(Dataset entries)
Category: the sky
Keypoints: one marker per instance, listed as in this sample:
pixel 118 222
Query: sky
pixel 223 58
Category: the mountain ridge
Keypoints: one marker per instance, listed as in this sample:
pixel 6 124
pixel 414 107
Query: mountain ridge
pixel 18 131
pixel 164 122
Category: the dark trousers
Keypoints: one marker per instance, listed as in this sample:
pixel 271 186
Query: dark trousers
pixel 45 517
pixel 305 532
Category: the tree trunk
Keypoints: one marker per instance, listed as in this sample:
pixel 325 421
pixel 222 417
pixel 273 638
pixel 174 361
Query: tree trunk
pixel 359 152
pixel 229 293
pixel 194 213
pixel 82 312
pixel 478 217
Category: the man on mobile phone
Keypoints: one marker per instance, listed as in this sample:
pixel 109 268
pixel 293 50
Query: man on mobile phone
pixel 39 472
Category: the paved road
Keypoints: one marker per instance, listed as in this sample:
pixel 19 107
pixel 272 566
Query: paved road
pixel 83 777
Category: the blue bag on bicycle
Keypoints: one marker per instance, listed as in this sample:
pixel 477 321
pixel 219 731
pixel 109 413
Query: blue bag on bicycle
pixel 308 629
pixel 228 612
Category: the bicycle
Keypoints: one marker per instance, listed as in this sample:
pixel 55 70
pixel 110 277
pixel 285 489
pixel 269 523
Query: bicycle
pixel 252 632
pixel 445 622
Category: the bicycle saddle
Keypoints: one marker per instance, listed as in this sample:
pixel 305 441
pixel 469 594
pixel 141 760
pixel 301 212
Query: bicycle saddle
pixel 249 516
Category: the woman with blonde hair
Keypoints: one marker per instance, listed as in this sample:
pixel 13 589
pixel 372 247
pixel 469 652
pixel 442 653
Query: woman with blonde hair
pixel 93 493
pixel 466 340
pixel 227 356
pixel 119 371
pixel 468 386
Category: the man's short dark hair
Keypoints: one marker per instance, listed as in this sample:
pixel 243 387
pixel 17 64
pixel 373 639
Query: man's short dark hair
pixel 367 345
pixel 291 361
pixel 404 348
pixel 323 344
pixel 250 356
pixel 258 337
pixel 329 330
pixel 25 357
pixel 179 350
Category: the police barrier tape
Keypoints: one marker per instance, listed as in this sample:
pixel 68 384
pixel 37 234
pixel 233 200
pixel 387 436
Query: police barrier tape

**What to do**
Return precisely the lines of the records, starting with the line that holds "Category: the man on mobile phone" and ending with the last one.

**Solved exercise**
Category: the man on mobile phone
Keypoints: one marker per instance, listed as in this sample:
pixel 109 268
pixel 293 50
Query: man on mobile phone
pixel 39 472
Category: the paved road
Keypoints: one marker per instance, listed as in this sample:
pixel 19 107
pixel 272 566
Query: paved road
pixel 83 777
Category: the blue bag on bicycle
Keypoints: one marker per instance, listed as in this sample:
pixel 477 321
pixel 219 731
pixel 109 413
Query: blue bag on bicycle
pixel 308 629
pixel 228 612
Category: the bicycle
Keypoints: one marker per instance, listed as in this sample:
pixel 55 70
pixel 110 277
pixel 285 489
pixel 269 523
Query: bicycle
pixel 252 632
pixel 445 622
Category: the bicycle saddle
Keypoints: one marker per instance, listed as in this sample:
pixel 305 441
pixel 469 594
pixel 141 760
pixel 301 212
Query: bicycle saddle
pixel 249 516
Category: the woman with blonde hair
Keypoints: one marker per instance, listed as in this sample:
pixel 13 589
pixel 372 247
pixel 469 652
pixel 442 653
Query: woman with blonde hair
pixel 93 493
pixel 466 340
pixel 227 356
pixel 119 371
pixel 468 386
Category: the man's short dark hair
Keypoints: one marker per instance, listed as in this sample:
pixel 243 387
pixel 17 64
pixel 373 639
Query: man's short dark hair
pixel 367 345
pixel 291 361
pixel 404 348
pixel 323 344
pixel 250 356
pixel 258 337
pixel 329 330
pixel 25 357
pixel 179 350
Category: the police barrier tape
Keypoints: one marker per instance, listed as in this sample:
pixel 68 384
pixel 37 234
pixel 233 200
pixel 387 436
Query: police barrier tape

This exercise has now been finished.